━━ PAGE ━━
Well, that didn’t last long. Netflix recently began throwing up warning messages for its streaming customers to alert them when their ISP’s network was congested. The first targets of the warning messages were customers running on AT&T and Verizon networks, and this is what those customers saw during periods of heavy congestion:

Verizon throttling message
 
Interestingly, Verizon customers will still seeing slow network speeds on Netflix despite the fact that the latter is paying the former for a “paid peering” arrangement that is supposed to alleviate bandwidth chokeholds.
 
Following Netflix’s decision to display the warning messages, Verizon threatened legal action, stating in a letter, “In light of this, Verizon demands that Netflix immediately cease and desist from providing any such further 'notices' to users of the Verizon network.”
 
Netflix responded, stating:
 
This is about consumers not getting what they paid for from their broadband provider.  We are trying to provide more transparency, just like we do with ISP Speed Index, and Verizon is trying to shut down that discussion.
━━━
━━ DATA PROVIDED ━━
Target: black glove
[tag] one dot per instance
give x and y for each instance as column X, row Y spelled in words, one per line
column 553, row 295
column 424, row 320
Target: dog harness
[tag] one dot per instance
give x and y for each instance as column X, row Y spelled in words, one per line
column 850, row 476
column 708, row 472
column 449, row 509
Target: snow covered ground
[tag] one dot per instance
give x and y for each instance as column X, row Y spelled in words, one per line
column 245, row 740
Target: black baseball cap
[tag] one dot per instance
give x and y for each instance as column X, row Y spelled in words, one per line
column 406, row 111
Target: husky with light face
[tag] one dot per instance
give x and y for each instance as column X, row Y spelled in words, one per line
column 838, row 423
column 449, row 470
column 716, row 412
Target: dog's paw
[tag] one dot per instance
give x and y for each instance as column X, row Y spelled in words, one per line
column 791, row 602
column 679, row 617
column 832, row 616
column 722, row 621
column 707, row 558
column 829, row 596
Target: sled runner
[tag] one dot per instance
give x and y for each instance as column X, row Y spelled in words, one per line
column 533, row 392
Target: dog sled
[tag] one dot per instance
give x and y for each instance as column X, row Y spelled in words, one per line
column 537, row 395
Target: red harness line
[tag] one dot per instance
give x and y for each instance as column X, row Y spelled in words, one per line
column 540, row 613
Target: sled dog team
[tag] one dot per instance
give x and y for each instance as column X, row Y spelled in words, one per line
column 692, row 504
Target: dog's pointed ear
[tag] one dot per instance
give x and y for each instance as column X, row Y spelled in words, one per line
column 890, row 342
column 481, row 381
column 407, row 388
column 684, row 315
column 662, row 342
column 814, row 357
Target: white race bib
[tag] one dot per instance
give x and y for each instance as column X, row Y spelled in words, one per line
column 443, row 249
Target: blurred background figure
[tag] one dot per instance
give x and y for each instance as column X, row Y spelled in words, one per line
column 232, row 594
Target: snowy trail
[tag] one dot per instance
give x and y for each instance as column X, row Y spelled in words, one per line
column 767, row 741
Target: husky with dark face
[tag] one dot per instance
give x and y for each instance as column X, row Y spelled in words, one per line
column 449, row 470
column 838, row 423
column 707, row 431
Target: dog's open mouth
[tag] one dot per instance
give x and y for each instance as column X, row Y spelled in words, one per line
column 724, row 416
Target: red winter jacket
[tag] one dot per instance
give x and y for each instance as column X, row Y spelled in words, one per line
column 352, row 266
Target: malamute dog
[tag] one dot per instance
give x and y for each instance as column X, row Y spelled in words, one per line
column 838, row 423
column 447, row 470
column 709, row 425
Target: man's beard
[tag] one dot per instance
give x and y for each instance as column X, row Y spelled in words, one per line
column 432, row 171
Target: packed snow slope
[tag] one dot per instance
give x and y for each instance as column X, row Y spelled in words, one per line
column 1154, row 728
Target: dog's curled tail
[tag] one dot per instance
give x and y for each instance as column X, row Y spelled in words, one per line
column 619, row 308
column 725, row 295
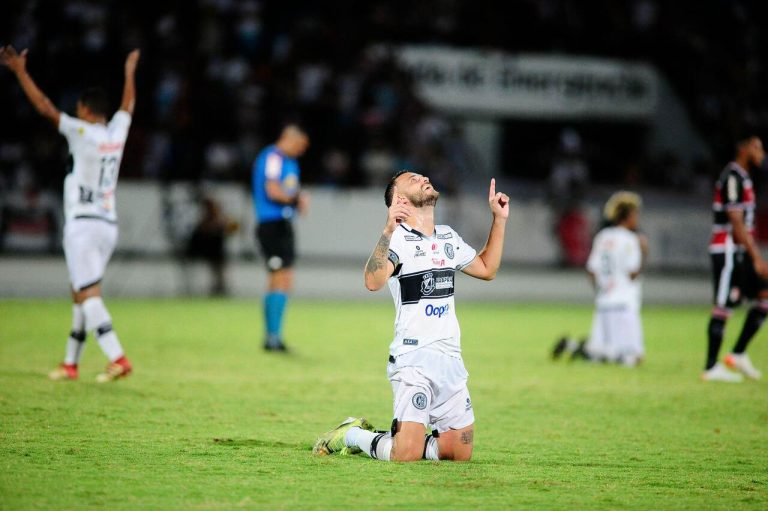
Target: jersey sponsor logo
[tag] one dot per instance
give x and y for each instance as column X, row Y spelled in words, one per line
━━━
**EXERCISE PROMPT:**
Name every company mentioned in the Netflix passage.

**ANSWER TO THE PROBLEM:**
Netflix, AT&T, Verizon